-- Exercise task --
Write out the passage of the Volt investment write-up word for word, beginning at the words "Volt was previously" and stopping after the words "to unlock value.".

-- Excerpted text --
VOLT INFO SCIENCES INC VISI
March 25, 2015 - 6:22pm EST by
shoobity
2015 2016
Price: 10.90 EPS 0 0
Shares Out. (in M): 21 P/E 0 0
Market Cap (in $M): 228 P/FCF 0 0
Net Debt (in $M): 90 EBIT 0 0
TEV ($): 318 TEV/EBIT 0 0

Sign up for free guest access to view investment idea with a 45 days delay.

  • Temporary Staffing
  • Restatement
  • Activism
  • Micro Cap
  • Hidden Assets
  • NOLs

Description

 

 

 

Volt Information Sciences (VISI) - $10.90

 

Volt was previously written up on VIC by archer610 who did a good job of laying out the overall thesis for why VISI was undervalued at the time. Despite an increase of ~50% from that write-up, we believe there is still material upside and recent developments make this a timely idea. We believe the stock has 50-100% upside over the next 12-18 months with a number of catalysts to unlock value.

 

Summary

 

  • Historically, a closely held family-run business. This is changing as the first non-family CEO was installed in 2012 and founder Jerry Shaw recently gave his voting rights to an activist investor

 

  • Management has been dealing with significant distractions, including but not limited to (i) an audit restatement and subsequent delisting and (ii) poorly performing non-core businesses

  • These issues are being taken care of by (i) selling off (giving away) the under-performing businesses, (ii) completing the restatement, and (iii) relisting on the NYSE

  • The staffing business suffers from the worst margins across its peers stemming from years of unprofitable contracts, taken in order to grow revenue

  • Preliminary steps have been taken to address the staffing segment’s margins; however a significant amount remains to be done and may significantly increase the value of the staffing business

  • There are obvious additional costs that can be taken out of the business (headquarters on Avenue of the Americas rather than a more frugal location)

  • There are a number of hidden assets, including an owned building in Orange County, that we estimate are worth over $50M

  • Activists are starting to really move including Glacier Peak Capital and Livermore Partners and we expect a newly constituted board after the annual shareholder meeting.

 

Background

 

The archer610 write up provides more background on the company so we will only summarize it here:

 

VISI was founded by Bill and Jerome Shaw in 1950 and became the first temporary staffing company to come public in 1957. The Shaw family still currently holds over 30% of the shares. Over the decades, Volt was built into a large staffing franchise servicing a number of Fortune 500 companies including Microsoft, Boeing, Apple and Google. Through the years, the company acquired a number of unrelated businesses to diversify the cyclicality of the temporary staffing industry. In 2009, the company began a 4 year long restatement process that ultimately cost the company $147M (That is not a typo… $147M vs. a current market cap of ~$230M). The restatement was focused on revenue recognition of multiple-element arrangements, and ultimately proved to have zero effect on the company’s cash earnings. In 2012, in the middle of the restatement process the board brought in a new CEO and CFO (more on them below) to finish/fix the restatement. The new CEO/CFO have embarked on a restructuring plan, but it has been too slow, in our opinion. In 2014, the company finally became present with its filings and relisted on the NYSE.

-- Data extract --
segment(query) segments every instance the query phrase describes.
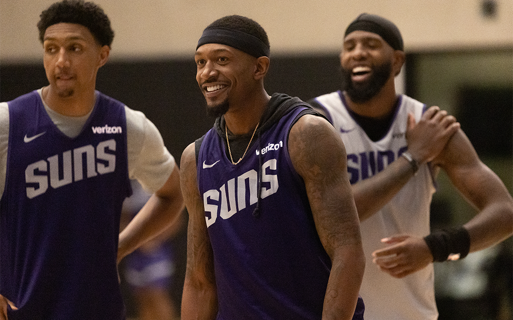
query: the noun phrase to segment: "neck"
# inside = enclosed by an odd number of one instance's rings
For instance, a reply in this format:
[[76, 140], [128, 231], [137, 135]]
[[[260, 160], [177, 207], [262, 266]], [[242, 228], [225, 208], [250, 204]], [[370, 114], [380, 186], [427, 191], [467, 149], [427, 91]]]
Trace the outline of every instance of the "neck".
[[344, 92], [344, 95], [348, 108], [352, 111], [364, 117], [376, 119], [385, 118], [389, 115], [397, 101], [393, 77], [390, 77], [378, 94], [368, 101], [355, 102], [346, 93]]
[[232, 103], [224, 115], [228, 130], [233, 135], [241, 135], [253, 132], [260, 121], [271, 97], [265, 90], [244, 101]]
[[69, 117], [84, 116], [91, 111], [96, 101], [94, 90], [87, 92], [75, 92], [72, 96], [59, 96], [51, 86], [43, 88], [43, 99], [48, 107], [55, 112]]

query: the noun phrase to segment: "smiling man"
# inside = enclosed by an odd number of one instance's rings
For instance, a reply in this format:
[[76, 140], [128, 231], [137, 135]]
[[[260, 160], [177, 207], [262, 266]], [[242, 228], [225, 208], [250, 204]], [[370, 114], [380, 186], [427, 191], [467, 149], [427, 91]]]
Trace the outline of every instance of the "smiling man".
[[[124, 319], [116, 263], [182, 211], [178, 167], [95, 90], [114, 37], [101, 8], [64, 0], [37, 27], [49, 84], [0, 103], [0, 319]], [[154, 194], [120, 235], [130, 178]]]
[[[396, 94], [404, 59], [397, 27], [363, 13], [345, 32], [342, 90], [309, 101], [345, 145], [367, 265], [379, 267], [367, 268], [362, 283], [367, 320], [438, 318], [432, 262], [464, 258], [513, 232], [513, 200], [456, 119]], [[429, 234], [440, 169], [479, 212]]]
[[181, 160], [189, 214], [182, 318], [363, 319], [364, 264], [340, 138], [297, 98], [269, 96], [264, 29], [212, 23], [194, 56], [214, 127]]

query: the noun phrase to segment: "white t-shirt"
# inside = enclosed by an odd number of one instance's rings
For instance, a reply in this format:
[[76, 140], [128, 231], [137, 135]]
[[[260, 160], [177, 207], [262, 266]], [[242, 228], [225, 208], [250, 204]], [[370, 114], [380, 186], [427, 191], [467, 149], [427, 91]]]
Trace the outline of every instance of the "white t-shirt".
[[[406, 150], [408, 114], [418, 121], [425, 105], [405, 95], [388, 132], [372, 141], [352, 118], [339, 92], [315, 98], [324, 106], [345, 145], [351, 183], [384, 169]], [[372, 253], [385, 245], [383, 238], [397, 234], [423, 237], [429, 233], [429, 206], [435, 192], [432, 173], [427, 164], [419, 168], [396, 196], [379, 211], [360, 224], [365, 254], [365, 271], [360, 295], [365, 304], [366, 320], [436, 320], [432, 264], [401, 279], [380, 270], [372, 263]]]
[[[37, 90], [41, 96], [41, 90]], [[73, 138], [82, 131], [92, 112], [82, 117], [63, 116], [53, 111], [45, 103], [45, 108], [52, 121], [64, 134]], [[127, 121], [127, 147], [128, 175], [136, 179], [145, 189], [153, 193], [164, 185], [176, 163], [164, 144], [155, 125], [142, 112], [125, 106]], [[4, 192], [9, 146], [9, 108], [0, 103], [0, 197]]]

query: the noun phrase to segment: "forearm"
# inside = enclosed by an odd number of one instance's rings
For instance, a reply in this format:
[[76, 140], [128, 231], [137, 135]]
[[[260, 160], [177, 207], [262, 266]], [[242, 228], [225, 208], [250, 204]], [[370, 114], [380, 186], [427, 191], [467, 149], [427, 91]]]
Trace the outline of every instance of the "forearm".
[[200, 289], [186, 277], [182, 296], [182, 320], [213, 320], [218, 312], [217, 294], [213, 287]]
[[376, 176], [352, 185], [360, 221], [363, 221], [383, 208], [413, 176], [410, 163], [404, 157], [400, 157]]
[[142, 209], [120, 233], [117, 261], [179, 223], [184, 208], [177, 169], [171, 174], [163, 190], [153, 195]]
[[471, 252], [504, 241], [513, 234], [513, 200], [488, 206], [463, 227], [470, 235]]
[[323, 310], [323, 320], [351, 319], [365, 266], [361, 246], [336, 258], [331, 267]]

-- Response to the task --
Volt was previously written up on VIC by archer610 who did a good job of laying out the overall thesis for why VISI was undervalued at the time. Despite an increase of ~50% from that write-up, we believe there is still material upside and recent developments make this a timely idea. We believe the stock has 50-100% upside over the next 12-18 months with a number of catalysts to unlock value.